(Written problem): Reproduce, word for word, the lines of the data below from the line containing "Each returned marker MUST sit on an instance of the asphalt" through the line containing "[[597, 456]]", including both of those lines.

(Information shown):
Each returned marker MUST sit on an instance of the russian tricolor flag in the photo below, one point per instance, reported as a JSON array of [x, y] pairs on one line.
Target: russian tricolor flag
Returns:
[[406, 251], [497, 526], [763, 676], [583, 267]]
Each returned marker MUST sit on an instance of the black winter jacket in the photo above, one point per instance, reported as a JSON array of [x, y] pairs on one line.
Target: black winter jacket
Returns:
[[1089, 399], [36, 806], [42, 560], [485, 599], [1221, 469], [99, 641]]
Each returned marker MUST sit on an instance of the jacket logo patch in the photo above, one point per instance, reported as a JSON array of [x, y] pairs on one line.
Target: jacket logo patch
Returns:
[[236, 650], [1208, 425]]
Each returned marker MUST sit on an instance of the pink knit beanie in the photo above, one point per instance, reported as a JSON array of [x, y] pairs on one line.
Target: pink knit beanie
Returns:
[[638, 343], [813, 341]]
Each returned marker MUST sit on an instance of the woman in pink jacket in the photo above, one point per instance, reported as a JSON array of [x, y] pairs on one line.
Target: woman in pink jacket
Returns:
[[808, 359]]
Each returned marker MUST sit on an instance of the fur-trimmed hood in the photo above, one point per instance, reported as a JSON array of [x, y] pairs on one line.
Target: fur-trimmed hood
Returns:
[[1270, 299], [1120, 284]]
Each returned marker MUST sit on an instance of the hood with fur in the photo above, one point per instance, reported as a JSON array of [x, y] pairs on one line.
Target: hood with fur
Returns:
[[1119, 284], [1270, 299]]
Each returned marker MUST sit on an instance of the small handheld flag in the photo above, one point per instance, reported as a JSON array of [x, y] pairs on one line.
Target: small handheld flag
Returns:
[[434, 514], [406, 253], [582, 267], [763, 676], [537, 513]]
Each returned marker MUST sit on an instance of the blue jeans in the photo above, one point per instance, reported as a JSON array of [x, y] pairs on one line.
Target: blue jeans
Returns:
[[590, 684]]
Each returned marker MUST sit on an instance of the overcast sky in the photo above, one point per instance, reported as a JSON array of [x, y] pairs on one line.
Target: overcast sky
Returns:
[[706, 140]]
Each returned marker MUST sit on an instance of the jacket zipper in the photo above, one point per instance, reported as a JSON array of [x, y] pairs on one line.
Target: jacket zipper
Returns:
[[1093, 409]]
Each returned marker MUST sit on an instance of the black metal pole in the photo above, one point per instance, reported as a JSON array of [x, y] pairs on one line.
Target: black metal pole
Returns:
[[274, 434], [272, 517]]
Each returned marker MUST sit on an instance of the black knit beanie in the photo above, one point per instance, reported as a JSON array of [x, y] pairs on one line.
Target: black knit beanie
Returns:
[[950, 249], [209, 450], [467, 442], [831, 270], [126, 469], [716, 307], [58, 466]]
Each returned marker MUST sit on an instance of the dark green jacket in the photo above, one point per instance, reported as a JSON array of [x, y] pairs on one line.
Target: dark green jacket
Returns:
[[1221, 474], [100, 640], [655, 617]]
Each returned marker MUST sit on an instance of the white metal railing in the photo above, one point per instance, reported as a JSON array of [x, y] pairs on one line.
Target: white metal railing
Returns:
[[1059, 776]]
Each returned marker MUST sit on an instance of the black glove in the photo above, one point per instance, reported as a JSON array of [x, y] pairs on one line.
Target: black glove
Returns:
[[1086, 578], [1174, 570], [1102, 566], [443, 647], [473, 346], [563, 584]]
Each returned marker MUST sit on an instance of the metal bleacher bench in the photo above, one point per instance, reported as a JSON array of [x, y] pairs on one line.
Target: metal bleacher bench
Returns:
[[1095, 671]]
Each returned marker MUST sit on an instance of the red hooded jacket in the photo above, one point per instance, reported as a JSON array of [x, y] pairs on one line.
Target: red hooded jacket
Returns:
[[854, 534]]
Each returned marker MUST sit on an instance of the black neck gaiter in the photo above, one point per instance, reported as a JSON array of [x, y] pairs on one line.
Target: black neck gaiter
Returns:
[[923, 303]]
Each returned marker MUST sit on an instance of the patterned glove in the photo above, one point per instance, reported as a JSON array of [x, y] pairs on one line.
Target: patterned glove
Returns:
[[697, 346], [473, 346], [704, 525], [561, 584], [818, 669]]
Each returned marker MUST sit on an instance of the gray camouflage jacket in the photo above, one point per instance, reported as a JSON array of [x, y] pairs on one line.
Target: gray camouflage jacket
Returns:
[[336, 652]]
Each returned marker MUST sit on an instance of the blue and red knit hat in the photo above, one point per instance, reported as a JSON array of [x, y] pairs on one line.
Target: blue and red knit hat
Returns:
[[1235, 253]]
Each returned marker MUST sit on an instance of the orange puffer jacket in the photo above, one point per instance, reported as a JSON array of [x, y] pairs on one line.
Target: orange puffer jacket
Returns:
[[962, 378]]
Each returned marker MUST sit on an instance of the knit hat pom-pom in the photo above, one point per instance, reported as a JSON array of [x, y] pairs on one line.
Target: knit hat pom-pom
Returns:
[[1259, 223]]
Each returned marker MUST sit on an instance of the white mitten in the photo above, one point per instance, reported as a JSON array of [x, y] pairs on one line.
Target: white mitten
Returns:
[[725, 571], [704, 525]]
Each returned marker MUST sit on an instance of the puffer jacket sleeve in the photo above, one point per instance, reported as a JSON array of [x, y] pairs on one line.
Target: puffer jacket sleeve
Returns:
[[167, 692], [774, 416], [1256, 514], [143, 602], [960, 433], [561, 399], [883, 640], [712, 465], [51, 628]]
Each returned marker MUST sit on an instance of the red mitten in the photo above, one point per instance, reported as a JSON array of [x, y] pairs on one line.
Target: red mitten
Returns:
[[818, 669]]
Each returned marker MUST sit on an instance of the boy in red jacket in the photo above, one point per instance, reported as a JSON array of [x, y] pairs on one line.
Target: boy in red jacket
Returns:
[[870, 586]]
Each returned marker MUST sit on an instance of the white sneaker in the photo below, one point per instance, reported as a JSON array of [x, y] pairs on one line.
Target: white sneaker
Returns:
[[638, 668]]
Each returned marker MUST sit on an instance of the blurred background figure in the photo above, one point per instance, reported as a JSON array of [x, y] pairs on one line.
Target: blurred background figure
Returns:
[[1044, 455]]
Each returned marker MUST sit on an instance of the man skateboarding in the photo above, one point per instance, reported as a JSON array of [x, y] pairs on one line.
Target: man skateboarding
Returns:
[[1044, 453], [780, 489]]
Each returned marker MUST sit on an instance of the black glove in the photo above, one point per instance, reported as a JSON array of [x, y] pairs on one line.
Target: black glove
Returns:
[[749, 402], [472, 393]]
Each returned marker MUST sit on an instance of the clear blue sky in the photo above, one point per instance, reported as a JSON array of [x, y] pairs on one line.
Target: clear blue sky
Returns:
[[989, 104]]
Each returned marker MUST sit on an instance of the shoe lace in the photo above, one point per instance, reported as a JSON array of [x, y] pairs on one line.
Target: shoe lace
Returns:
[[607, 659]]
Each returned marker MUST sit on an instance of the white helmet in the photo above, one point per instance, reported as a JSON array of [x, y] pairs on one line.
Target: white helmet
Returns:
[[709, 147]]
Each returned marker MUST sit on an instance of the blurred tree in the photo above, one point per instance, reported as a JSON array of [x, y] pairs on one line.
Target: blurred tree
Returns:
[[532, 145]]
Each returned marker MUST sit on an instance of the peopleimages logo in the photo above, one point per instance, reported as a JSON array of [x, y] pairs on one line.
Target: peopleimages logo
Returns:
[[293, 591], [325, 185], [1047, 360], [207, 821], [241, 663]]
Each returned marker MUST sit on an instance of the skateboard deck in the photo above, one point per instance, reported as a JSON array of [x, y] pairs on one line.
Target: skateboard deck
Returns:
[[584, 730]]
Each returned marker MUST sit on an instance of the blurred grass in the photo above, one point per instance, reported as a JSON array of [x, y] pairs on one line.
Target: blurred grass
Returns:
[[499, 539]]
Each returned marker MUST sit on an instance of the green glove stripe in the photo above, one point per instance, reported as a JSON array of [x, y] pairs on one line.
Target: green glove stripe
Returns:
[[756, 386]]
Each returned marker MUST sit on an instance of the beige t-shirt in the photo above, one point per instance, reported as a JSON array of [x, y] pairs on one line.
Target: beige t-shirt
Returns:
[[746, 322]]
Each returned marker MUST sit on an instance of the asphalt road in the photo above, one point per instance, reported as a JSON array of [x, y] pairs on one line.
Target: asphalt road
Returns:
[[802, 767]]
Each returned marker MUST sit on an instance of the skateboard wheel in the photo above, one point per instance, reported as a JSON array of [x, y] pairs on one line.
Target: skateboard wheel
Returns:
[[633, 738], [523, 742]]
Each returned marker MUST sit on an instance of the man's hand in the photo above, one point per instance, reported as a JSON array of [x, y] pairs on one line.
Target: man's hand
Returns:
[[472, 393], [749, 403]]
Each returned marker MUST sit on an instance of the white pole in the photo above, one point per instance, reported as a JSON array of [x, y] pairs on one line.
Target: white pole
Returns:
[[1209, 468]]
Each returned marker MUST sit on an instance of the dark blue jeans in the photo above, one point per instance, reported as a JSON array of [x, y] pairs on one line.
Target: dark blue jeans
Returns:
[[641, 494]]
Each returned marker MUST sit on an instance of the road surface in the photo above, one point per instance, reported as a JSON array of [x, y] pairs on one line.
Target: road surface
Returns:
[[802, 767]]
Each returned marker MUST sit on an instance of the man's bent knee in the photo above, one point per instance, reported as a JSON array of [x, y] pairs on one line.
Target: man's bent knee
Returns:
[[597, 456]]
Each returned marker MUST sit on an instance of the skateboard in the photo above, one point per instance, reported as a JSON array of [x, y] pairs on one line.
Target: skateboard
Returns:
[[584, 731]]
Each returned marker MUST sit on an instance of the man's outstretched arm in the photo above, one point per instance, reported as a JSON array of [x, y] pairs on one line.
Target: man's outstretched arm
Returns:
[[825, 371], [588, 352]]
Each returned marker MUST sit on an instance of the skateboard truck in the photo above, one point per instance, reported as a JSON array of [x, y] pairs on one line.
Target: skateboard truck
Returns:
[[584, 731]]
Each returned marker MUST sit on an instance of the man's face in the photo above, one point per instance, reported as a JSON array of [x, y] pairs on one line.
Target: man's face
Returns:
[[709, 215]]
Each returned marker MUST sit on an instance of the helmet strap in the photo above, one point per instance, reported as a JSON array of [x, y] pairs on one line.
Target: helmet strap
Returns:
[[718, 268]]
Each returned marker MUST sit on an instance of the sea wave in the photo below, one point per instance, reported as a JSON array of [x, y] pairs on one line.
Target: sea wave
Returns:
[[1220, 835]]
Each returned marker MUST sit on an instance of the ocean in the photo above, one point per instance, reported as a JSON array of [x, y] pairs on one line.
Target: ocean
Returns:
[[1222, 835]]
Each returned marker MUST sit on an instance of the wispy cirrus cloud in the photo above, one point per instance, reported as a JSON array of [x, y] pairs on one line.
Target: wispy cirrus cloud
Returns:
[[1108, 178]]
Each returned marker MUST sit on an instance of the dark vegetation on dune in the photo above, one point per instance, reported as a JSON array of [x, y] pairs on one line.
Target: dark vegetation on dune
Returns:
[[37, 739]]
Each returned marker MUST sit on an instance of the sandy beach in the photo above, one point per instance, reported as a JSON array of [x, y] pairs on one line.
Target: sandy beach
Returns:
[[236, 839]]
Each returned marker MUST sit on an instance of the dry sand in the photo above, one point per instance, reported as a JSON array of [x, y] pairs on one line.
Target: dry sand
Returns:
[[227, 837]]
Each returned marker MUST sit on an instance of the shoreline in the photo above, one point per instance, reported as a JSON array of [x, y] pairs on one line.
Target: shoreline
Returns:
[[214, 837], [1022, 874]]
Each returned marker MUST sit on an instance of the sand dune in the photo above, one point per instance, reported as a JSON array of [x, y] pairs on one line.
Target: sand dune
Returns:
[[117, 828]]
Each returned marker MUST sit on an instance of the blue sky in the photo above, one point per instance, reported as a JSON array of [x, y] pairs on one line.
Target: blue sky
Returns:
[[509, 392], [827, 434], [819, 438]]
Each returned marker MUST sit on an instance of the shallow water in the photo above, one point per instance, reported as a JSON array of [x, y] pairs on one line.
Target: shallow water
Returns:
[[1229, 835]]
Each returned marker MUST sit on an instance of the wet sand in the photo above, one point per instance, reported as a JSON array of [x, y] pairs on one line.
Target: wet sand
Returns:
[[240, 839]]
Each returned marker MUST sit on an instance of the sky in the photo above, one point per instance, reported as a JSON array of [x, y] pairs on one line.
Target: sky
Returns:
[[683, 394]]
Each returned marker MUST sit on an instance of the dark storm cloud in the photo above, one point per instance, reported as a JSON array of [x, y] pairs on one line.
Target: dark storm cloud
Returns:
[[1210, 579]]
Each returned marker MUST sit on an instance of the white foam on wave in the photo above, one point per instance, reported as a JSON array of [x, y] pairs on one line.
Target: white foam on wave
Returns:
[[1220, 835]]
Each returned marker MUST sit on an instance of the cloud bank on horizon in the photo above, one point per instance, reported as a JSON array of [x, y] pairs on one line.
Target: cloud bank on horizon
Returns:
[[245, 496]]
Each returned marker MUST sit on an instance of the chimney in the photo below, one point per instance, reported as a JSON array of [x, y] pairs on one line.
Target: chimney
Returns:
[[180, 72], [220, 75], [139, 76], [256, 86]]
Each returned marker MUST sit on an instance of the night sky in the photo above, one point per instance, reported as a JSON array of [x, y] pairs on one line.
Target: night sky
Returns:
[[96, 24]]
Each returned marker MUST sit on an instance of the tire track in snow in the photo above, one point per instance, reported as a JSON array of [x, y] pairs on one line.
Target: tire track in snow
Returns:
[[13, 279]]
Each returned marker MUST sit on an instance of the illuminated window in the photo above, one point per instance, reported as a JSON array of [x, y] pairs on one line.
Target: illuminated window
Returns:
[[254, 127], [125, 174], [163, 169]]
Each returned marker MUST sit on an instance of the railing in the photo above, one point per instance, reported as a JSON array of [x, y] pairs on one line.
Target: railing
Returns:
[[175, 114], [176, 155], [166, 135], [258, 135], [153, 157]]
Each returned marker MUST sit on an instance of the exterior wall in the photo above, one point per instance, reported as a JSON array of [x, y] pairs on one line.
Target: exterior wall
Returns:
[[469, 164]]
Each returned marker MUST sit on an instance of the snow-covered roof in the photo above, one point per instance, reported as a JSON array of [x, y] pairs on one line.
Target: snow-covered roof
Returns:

(The result):
Each returned marker MUST sit on an instance of the asphalt road in the photo above, one point per instance, reported as a JSON array of [x, y] pairs on one line.
Target: asphalt road
Returns:
[[802, 767]]
Each returned marker MUST sit on an instance of the skateboard wheel in the photo above, one point per instance, reported as a JSON array of [x, y] pairs on one line.
Target: skateboard wheel
Returns:
[[633, 738], [523, 742]]
Each returned marker MUST sit on an instance of the man's hand in the photo above, one point per instance, reported as a JSON array of [x, y] pairs on one line.
Target: man's hand
Returns:
[[472, 393], [749, 403]]
Each returned marker MUST sit on an instance of the white pole in the photo above, one point per instance, reported as a JSON array of [x, y] pairs on one line.
Target: white pole
Returns:
[[1209, 468]]
Each returned marker MUST sit on an instance of the dark blue jeans in the photo above, one point per instance, reported as a JSON array of [x, y] pairs on one line.
Target: dark blue jeans
Returns:
[[641, 494]]
Each returned marker MUST sit on an instance of the road surface in the photo above, one point per instance, reported as a JSON array of [x, y] pairs on one line.
Target: road surface
Returns:
[[802, 767]]
Each returned marker MUST sit on an instance of the man's bent knee in the photo above, one point per instance, reported as a JSON array of [x, y] pairs on one line.
Target: man's bent knee
Returns:
[[597, 456]]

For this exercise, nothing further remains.